§ What the exercise asks
Starting at the line that contains "One point marks each instance of the moored" and continuing through the last line of the rows, reproduce every line, requests included. Add 105 to each x and y coordinate value in the answers.
──────── Data listing ────────
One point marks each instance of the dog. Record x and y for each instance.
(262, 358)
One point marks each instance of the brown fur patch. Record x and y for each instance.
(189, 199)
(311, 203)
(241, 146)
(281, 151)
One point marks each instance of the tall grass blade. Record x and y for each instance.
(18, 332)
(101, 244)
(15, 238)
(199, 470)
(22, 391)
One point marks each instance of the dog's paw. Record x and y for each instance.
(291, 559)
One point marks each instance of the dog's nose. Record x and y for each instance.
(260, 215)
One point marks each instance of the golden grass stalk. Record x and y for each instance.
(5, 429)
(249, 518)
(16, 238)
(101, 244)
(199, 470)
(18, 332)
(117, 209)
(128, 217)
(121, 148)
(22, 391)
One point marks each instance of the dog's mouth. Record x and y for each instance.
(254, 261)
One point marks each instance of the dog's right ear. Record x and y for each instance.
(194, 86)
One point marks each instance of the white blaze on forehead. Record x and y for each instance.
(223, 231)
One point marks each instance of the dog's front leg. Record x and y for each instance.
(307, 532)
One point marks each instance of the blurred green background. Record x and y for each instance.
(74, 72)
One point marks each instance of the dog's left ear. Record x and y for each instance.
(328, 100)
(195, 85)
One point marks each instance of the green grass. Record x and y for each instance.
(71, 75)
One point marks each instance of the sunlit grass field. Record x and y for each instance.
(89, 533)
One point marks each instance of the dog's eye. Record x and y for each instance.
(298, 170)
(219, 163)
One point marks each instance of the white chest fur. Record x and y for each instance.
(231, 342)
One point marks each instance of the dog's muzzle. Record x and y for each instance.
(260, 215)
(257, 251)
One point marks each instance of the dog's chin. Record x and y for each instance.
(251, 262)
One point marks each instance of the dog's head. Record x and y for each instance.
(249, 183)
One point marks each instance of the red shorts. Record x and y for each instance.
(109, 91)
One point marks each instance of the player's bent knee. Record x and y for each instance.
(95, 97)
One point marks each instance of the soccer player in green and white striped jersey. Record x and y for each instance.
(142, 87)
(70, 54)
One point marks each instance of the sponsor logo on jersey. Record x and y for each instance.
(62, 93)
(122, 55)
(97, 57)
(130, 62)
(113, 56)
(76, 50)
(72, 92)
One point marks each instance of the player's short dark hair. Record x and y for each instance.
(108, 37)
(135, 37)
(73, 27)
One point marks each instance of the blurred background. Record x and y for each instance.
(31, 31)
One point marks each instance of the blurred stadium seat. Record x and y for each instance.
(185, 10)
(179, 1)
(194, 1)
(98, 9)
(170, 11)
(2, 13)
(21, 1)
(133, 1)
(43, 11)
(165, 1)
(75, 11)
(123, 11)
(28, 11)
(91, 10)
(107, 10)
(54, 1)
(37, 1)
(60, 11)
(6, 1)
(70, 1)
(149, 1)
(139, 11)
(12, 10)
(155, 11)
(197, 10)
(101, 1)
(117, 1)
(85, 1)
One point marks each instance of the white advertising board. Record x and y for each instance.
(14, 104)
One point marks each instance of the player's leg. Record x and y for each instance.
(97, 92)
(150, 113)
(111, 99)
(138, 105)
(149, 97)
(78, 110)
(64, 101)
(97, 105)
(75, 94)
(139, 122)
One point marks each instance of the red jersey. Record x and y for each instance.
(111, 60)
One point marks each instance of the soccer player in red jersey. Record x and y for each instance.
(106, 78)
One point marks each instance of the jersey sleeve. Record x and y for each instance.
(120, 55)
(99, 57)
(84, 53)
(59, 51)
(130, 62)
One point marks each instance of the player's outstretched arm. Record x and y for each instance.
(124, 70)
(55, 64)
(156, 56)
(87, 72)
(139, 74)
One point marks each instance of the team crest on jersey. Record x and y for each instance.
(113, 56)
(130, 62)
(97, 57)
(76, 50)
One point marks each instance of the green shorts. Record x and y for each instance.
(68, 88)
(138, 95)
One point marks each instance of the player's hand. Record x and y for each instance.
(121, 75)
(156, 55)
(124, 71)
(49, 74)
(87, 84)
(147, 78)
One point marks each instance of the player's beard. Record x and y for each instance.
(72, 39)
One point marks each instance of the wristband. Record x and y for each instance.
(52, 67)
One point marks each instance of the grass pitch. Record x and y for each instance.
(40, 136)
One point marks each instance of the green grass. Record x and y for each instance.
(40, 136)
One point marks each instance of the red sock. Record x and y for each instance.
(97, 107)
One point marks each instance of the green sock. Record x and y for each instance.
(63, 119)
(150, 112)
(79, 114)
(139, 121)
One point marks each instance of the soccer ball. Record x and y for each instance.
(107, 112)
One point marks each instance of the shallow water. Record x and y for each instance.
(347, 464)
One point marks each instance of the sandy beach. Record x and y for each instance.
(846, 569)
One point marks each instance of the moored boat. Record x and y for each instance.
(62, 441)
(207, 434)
────────
§ Result for this exercise
One point marks each instance of the moored boat. Record x and y for each instance.
(167, 546)
(312, 539)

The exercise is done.